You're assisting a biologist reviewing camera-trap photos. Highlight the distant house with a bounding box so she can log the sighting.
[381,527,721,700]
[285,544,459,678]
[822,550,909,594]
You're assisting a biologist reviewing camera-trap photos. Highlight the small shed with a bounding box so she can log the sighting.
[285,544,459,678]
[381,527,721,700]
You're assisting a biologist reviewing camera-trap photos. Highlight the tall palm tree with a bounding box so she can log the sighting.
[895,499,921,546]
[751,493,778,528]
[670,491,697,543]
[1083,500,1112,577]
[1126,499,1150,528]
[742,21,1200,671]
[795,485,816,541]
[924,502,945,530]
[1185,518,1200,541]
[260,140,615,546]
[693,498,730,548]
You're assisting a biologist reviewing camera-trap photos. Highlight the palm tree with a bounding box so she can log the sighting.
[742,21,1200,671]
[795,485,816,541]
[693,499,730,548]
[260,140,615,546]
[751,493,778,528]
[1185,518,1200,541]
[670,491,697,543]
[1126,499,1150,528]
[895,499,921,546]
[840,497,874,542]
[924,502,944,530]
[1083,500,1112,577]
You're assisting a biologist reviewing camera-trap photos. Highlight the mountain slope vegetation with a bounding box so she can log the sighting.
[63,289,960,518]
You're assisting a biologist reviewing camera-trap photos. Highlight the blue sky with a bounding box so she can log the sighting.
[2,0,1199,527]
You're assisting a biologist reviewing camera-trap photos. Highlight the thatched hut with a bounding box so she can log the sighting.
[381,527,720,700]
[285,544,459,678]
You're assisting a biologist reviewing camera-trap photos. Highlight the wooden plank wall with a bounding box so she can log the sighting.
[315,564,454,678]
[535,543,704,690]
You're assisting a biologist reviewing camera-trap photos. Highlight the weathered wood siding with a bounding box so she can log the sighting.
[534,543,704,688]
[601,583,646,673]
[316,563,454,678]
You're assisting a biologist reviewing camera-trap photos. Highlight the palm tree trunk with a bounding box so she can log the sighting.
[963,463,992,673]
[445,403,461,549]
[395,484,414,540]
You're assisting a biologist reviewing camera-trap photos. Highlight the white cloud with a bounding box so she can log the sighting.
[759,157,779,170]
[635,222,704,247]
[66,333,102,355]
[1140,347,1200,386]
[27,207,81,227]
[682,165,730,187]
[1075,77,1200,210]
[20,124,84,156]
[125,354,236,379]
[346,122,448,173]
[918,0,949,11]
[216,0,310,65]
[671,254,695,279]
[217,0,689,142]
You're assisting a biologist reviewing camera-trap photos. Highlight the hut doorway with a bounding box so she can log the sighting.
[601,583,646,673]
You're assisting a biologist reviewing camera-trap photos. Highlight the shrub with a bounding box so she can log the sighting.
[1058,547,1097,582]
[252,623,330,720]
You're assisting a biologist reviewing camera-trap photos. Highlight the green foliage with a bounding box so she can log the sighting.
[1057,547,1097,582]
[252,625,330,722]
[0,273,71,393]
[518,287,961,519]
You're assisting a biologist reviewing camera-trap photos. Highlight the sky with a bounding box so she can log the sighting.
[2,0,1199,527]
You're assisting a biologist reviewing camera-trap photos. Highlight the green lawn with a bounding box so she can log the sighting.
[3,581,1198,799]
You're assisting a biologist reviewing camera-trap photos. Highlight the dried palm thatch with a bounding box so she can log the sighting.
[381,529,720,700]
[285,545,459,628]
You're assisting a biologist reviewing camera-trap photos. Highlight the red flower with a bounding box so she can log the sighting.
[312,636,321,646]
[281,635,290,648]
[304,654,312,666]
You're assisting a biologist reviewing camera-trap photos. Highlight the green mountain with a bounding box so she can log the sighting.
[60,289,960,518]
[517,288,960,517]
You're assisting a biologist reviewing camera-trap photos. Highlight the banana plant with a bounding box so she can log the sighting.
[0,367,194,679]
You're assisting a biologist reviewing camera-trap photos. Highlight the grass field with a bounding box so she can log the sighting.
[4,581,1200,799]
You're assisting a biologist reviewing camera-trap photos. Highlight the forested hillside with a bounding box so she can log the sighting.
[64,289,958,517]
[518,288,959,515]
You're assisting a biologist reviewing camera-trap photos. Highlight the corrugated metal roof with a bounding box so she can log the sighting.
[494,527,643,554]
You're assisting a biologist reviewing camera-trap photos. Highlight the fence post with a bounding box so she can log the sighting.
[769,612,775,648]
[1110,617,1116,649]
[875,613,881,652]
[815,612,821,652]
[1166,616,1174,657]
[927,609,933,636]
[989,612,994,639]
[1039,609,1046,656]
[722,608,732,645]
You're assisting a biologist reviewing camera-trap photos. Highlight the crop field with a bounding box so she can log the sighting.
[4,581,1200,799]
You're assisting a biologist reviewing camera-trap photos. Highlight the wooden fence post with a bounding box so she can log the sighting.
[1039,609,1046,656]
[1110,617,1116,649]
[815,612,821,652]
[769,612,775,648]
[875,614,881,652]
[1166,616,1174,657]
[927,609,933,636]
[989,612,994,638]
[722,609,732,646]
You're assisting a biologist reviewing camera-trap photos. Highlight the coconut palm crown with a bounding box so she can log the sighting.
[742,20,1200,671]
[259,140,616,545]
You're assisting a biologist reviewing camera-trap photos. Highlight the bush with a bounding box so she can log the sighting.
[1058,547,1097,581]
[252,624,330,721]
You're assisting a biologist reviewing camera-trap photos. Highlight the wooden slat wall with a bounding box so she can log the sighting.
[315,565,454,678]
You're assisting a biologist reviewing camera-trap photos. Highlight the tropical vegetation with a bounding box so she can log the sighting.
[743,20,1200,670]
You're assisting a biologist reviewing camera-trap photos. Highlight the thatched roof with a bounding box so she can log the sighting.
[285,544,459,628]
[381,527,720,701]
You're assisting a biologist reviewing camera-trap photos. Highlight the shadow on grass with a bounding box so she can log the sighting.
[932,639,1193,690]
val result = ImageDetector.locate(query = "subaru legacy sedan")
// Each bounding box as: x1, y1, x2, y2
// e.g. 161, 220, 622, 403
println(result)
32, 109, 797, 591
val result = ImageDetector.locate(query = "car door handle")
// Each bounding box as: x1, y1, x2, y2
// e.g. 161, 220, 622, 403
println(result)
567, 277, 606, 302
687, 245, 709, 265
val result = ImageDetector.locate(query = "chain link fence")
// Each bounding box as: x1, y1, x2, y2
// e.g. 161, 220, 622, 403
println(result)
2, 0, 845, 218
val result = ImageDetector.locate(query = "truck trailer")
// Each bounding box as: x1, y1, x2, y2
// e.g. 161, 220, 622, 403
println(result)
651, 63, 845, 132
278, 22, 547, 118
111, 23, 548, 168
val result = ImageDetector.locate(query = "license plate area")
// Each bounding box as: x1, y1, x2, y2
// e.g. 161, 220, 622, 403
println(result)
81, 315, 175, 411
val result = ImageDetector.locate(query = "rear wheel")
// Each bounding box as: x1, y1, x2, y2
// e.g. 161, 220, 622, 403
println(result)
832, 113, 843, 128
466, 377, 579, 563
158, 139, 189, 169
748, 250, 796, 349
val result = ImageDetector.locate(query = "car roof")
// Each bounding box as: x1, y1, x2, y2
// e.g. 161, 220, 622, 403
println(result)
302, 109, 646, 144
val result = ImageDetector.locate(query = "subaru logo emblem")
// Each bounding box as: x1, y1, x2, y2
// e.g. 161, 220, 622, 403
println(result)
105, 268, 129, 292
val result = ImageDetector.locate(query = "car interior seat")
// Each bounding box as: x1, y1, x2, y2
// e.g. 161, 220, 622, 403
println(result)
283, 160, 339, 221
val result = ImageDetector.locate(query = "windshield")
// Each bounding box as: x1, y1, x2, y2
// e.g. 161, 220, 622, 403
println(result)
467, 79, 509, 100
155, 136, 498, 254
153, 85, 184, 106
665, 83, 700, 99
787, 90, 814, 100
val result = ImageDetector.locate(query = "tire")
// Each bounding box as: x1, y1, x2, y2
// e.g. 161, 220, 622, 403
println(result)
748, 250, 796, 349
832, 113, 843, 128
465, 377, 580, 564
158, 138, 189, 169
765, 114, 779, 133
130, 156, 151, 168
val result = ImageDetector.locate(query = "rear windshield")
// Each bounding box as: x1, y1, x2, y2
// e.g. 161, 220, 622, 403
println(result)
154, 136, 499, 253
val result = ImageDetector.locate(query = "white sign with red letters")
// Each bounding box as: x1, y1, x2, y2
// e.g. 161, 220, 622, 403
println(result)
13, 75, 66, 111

**********

- Prompt: Search the entries above for the string "subaru", and report each line where it occurs.

- Reply:
val result = ImageDetector.locate(query = "subaru legacy sedan")
val result = ImageDetector.locate(query = "subaru logo emblem")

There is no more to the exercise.